Excerpts from a point labeling dataset ->
************

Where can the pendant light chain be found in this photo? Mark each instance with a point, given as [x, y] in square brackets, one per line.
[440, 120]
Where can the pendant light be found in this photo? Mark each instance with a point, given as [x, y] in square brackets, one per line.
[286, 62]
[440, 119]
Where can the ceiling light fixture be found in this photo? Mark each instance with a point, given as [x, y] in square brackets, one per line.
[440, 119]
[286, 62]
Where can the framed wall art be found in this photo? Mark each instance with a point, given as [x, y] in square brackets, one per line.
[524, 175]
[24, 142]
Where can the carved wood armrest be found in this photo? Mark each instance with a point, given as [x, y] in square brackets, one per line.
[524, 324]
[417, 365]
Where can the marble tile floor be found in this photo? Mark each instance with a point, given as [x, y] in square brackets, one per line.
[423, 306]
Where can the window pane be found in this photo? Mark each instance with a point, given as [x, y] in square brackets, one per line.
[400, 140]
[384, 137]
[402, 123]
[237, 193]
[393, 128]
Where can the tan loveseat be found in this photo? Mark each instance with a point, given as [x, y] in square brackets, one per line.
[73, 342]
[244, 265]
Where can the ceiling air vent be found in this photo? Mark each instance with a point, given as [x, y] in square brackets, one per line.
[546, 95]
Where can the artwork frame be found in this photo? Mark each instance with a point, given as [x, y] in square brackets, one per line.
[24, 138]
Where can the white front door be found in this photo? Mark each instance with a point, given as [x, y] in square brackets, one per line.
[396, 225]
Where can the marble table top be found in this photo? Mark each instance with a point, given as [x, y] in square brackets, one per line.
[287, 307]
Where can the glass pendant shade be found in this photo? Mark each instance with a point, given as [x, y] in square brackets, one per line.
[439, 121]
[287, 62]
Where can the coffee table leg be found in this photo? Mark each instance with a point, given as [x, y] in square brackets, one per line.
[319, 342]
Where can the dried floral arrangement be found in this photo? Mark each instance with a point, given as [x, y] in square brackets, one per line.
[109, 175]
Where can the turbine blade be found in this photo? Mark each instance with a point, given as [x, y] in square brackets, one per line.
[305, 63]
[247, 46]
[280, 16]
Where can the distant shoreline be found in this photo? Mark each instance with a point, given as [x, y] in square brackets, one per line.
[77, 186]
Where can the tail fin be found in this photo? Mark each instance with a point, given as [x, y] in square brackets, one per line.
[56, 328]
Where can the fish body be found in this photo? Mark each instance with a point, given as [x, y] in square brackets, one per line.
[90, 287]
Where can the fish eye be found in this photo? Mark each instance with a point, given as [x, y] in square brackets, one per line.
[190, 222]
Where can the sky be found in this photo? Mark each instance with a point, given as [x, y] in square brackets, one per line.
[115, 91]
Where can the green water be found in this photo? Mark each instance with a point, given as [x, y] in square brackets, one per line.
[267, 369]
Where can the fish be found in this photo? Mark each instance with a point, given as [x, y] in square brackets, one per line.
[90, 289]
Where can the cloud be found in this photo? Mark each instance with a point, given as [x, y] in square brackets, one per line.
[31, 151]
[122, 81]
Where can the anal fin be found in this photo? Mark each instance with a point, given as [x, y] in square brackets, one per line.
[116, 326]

************

Rewrite all the lines above, substituting "Indicate each instance" for every occurrence of "Mark each instance" and leaving everything else unchanged.

Reply to the task ->
Where can the pendant light chain be found in this photo? Indicate each instance with a point, given as [x, y] in square brackets, one per line.
[440, 120]
Where can the pendant light be found in this photo? Indicate each instance with a point, given as [x, y] in square brackets, one per line.
[286, 62]
[440, 119]
Where can the ceiling light fixture be found in this photo? Indicate each instance with a point, given as [x, y] in square brackets, one per line.
[440, 119]
[286, 62]
Where can the framed wall art be found in this photo? Indicate each instance with a point, given as [x, y] in square brackets, one per line.
[524, 175]
[24, 142]
Where can the carved wood armrest be found in this photo? Indicate each instance with a point, given as [x, y] in square brackets, one per line.
[524, 324]
[417, 365]
Where can the marble tile floor be found in this photo? Indicate each instance with a point, given as [x, y] in square brackets, one per line.
[423, 306]
Where can the window pane be found in this photo? Indicate each instance with a point, given as [x, y] in square brackets, one per line.
[400, 140]
[384, 137]
[402, 123]
[237, 193]
[393, 128]
Where can the tan loveseat be found in this photo? Indicate each instance with a point, given as [x, y] in square brackets, one per line.
[73, 342]
[244, 265]
Where can the ceiling air vent be found in this photo? Indicate each instance with a point, given as [x, y] in square brackets, one per line.
[546, 95]
Where can the artwork frame be found in this photo? Indicate each instance with a point, given as [x, y] in square brackets, one per line.
[24, 138]
Where can the white front door be found in this photo? Indicate each instance with a point, given as [x, y] in square brackets, one per line.
[396, 225]
Where can the marble table top be found in this photo? Indicate each instance with a point, given as [x, y] in square brackets, one per line.
[287, 307]
Where can the glass pendant shade be found in this photo? Indicate each instance with a point, given as [x, y] in square brackets, one per line.
[439, 121]
[287, 62]
Where can the coffee table leg be found in this photo? Indicate each instance with a point, given as [x, y] in square brackets, one per line.
[319, 342]
Where can the dried floral arrangement be found in this photo? Indicate each instance with a point, given as [x, y] in square brackets, one per line.
[109, 175]
Where can the turbine blade be found in this photo? Indicate each instance with a point, given as [x, y] in square brackets, one per line.
[305, 63]
[247, 46]
[280, 16]
Where can the distant shoreline be found in this photo? Indicate each instance with a point, given as [x, y] in square brackets, one per line.
[77, 186]
Where can the tail fin be found in this photo? Indicate each instance with a point, given as [x, y] in square brackets, one per line.
[56, 328]
Where can the fish body be found in this photo? Indicate each instance with a point, given as [x, y] in square brackets, one per line.
[90, 287]
Where can the fish eye be found in this photo? Indicate each instance with a point, given as [x, y] in square brackets, one per line.
[190, 222]
Where can the sky be found in this photo? Indicate each instance with a point, given as [x, y] in square brackets, one per line.
[115, 91]
Where can the green water be found in this photo? Indicate each instance with a point, given as [x, y] in square brackets, one per line.
[267, 369]
Where can the fish be found in this photo? Indicate each instance with a point, given as [x, y] in square brackets, one per line.
[90, 289]
Where can the cloud be found in this photo? Indicate each instance with a point, given as [x, y] in square brackets, one per line.
[31, 151]
[122, 81]
Where can the anal fin be found in this photo? Indicate each instance with a point, given as [x, y] in square brackets, one per line.
[116, 326]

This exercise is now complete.